### Information given
========================================================================

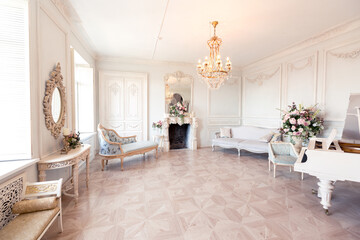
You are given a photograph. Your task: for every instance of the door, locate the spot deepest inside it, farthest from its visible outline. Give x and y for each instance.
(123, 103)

========================================================================

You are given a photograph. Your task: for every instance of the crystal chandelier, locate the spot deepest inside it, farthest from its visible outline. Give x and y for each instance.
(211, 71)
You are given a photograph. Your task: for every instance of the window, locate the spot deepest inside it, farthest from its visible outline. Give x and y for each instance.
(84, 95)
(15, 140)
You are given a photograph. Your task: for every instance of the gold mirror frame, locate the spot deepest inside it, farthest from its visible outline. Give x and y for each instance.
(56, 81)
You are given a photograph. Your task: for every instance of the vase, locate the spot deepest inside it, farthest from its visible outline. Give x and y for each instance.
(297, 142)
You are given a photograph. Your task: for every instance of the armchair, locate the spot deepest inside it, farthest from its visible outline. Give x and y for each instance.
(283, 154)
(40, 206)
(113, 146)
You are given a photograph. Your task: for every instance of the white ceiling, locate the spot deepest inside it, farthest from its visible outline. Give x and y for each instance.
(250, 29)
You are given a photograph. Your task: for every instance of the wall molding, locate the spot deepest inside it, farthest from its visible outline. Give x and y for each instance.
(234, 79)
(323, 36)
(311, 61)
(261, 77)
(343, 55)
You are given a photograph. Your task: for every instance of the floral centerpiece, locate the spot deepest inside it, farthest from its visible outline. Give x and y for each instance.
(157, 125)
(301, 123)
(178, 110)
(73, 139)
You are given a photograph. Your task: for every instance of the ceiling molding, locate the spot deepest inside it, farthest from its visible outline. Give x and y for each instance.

========================================================================

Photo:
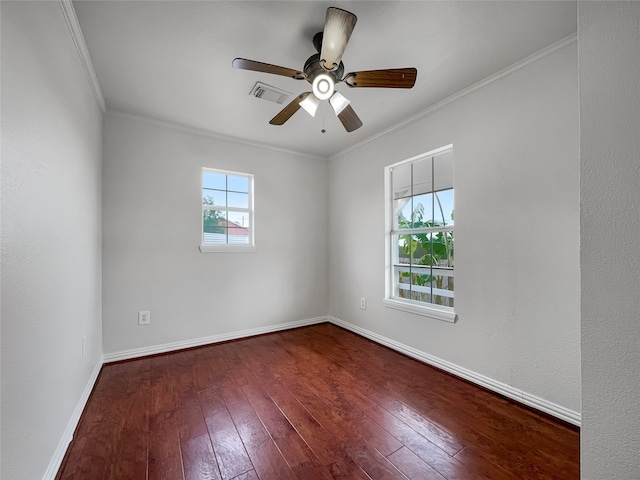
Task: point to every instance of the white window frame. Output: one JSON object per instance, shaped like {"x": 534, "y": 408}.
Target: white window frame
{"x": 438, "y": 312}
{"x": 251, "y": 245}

========================================================================

### What to produce
Copy the lines above exactly, beginning at the line that has "of the crystal" and stopping after the line that has "of the ceiling", and omit the rest.

### Exercise answer
You are given a photograph. Your task: for every instance of the crystal chandelier, locate the spot deepest inside it, farthest from its visible outline. Give x and y for each instance.
(211, 71)
You are given a photograph. Your task: for every instance of the window, locate the spot deepest inside it, farthest from its visible outline. Give x and y for each instance.
(84, 95)
(15, 140)
You are given a photograph. Your task: for every instance of the gold mirror frame, locate the spot deepest inside it, farthest from its visible outline. Give x and y for each instance.
(56, 81)
You are given a photograph. Your task: for every instance of the vase, locate the spot deepest inside it, farthest from its visible outline. Give x and y for each instance.
(297, 142)
You are given a photograph. Your task: for every instance of the armchair, locate the spot deepest inside it, farthest from its visible outline. Give x and y for each instance.
(283, 154)
(40, 206)
(113, 146)
You are given a photograph. Your task: for every instance of the white ceiling, locate the spot deepest inside it, farthest from its visible outline. Give x and y for each instance.
(250, 29)
You are given a photograph. Your task: for every instance of the wall molding, locate the spot deepest inside it, farthest from its visible outline. Give x and y for each instance.
(234, 79)
(323, 36)
(311, 61)
(261, 77)
(343, 55)
You are given a photograph. Your task: for every instance of the floral centerpiece, locate the spot deepest inside it, farthest from its visible outline. Give x and y for each instance.
(157, 125)
(301, 123)
(178, 110)
(73, 139)
You are given a photograph. Your task: for every instance of the ceiling molding, locate the spot deepest inside it, farthest from its visible outline. Give x and y for each instance.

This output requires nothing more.